## Problem statement
Of the lines listed below, return exactly those that run from the line containing "Inspection task — the pale rough" through the line containing "Inspection task — the calm", both included.

## Source records
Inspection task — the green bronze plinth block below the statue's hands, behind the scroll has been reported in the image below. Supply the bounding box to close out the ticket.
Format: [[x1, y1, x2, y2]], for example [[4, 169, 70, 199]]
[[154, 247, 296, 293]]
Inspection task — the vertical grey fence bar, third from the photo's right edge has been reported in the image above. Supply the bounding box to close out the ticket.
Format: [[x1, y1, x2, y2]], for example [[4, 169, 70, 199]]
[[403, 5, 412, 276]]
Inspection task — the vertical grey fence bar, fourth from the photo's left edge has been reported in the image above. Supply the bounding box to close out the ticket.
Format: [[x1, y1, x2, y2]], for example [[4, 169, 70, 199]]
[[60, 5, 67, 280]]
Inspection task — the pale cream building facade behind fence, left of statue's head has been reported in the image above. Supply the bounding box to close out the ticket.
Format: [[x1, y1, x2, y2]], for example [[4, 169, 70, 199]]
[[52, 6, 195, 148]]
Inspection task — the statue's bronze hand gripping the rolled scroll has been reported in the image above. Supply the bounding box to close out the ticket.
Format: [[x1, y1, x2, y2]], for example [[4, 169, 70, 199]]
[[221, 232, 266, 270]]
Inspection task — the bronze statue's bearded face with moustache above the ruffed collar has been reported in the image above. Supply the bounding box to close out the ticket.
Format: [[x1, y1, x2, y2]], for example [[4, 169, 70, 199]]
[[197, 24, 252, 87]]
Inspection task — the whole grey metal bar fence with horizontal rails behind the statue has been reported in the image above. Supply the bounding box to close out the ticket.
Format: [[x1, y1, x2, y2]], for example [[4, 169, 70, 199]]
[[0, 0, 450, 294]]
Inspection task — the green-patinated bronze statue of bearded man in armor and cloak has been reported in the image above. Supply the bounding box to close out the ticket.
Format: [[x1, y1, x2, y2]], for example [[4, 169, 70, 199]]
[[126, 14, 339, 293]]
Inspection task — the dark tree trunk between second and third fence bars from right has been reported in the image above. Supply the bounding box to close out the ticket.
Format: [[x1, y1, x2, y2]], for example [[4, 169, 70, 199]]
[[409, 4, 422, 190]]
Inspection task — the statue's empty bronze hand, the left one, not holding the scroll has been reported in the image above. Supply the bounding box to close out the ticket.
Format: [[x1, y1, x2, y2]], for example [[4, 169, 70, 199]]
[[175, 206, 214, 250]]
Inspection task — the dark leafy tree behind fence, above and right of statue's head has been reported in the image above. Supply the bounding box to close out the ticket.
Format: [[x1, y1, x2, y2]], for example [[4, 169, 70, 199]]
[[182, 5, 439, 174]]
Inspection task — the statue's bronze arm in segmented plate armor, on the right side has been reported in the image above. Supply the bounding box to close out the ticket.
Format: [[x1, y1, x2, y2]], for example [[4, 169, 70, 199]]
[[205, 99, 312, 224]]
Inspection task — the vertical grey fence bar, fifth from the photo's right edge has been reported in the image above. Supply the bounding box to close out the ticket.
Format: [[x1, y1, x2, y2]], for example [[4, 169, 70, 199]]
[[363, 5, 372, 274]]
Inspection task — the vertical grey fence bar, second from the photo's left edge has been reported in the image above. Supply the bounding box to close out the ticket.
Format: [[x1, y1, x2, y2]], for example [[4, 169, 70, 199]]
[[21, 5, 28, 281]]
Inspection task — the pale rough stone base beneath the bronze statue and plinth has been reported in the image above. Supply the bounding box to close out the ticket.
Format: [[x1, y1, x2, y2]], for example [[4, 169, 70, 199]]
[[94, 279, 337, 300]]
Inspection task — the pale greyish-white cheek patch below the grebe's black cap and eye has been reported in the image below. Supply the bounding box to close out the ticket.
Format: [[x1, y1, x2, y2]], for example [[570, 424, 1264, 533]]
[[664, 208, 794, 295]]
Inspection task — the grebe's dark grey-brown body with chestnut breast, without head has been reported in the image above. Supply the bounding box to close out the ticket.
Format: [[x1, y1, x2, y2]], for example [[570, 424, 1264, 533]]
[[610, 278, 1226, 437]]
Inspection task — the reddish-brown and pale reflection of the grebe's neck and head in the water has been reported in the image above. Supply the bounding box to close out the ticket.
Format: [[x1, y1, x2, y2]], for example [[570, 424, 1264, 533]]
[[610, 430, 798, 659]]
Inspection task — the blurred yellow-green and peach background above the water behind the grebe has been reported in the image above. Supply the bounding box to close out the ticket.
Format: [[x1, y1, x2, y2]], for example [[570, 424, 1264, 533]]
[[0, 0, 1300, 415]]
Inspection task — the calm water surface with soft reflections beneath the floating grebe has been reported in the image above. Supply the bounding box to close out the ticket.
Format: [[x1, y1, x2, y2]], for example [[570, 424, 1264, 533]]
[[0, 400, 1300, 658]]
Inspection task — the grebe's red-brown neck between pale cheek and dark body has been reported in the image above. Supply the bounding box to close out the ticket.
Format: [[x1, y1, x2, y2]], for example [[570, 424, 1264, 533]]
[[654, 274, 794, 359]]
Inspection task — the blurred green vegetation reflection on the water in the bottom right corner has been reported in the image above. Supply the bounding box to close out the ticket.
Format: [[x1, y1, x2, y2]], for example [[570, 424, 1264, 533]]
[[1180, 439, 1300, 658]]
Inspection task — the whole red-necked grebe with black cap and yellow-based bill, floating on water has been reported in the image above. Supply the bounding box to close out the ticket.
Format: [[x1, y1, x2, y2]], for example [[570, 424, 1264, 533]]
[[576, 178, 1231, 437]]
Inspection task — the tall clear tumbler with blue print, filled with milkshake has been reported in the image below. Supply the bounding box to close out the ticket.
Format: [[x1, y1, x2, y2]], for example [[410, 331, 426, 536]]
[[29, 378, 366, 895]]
==
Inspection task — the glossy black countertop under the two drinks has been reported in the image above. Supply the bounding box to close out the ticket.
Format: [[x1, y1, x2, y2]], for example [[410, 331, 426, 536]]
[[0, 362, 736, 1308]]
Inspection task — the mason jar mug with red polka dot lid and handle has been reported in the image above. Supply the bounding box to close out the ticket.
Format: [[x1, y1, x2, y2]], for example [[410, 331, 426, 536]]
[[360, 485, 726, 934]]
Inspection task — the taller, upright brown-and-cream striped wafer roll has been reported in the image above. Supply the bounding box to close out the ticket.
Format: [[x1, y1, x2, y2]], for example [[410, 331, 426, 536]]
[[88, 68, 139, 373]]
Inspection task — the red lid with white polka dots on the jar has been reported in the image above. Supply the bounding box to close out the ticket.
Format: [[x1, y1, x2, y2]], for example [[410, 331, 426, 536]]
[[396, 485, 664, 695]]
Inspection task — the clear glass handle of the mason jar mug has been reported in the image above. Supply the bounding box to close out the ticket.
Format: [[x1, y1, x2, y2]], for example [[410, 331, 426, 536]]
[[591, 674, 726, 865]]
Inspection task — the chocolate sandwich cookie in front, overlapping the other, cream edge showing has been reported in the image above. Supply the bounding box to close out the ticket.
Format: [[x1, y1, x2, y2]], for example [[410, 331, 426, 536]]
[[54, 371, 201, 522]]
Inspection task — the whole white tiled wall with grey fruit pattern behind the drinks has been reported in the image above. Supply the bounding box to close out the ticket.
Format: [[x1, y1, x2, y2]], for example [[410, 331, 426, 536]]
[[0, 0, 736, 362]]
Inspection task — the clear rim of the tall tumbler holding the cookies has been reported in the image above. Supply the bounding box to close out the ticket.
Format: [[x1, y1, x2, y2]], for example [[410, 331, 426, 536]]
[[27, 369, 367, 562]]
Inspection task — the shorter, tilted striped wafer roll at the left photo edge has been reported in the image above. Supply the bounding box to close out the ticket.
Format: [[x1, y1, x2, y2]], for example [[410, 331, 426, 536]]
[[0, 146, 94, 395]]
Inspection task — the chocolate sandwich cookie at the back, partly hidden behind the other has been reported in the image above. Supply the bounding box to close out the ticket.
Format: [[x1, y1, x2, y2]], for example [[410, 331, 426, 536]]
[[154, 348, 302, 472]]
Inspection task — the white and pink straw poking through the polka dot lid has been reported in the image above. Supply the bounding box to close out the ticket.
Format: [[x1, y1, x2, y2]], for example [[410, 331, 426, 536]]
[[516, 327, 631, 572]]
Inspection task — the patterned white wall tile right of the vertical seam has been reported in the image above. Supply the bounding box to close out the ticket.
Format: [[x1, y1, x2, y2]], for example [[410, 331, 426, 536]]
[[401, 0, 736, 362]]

## Completed task
Inspection task — the pale rough stone base beneath the bronze statue and plinth has been reported in the image above. Supply the bounding box to close out the ticket.
Format: [[x1, y1, x2, y2]], for example [[4, 169, 70, 199]]
[[94, 279, 337, 300]]
Inspection task — the pale greyish-white cheek patch below the grebe's black cap and eye has been reported in the image below. Supply the bounding box to close out the ticket.
Format: [[x1, y1, x2, y2]], for example [[570, 424, 1264, 533]]
[[664, 208, 794, 295]]
Inspection task — the grebe's dark grey-brown body with chestnut breast, without head has been reported in the image above. Supply the bounding box to close out the ticket.
Format: [[x1, y1, x2, y2]], for example [[570, 424, 1264, 533]]
[[610, 278, 1226, 437]]
Inspection task — the reddish-brown and pale reflection of the grebe's neck and head in the water has been reported in the image above. Supply the bounding box to close out the ticket.
Format: [[x1, y1, x2, y2]], for example [[570, 424, 1264, 533]]
[[610, 430, 798, 659]]
Inspection task — the blurred yellow-green and peach background above the water behind the grebe has been reported in the image above. Supply the bounding box to close out the ticket.
Format: [[x1, y1, x2, y2]], for example [[570, 424, 1264, 533]]
[[0, 0, 1300, 415]]
Inspection task — the calm water surface with soft reflections beneath the floating grebe has been reported in the image above. Supply the bounding box to close out the ticket.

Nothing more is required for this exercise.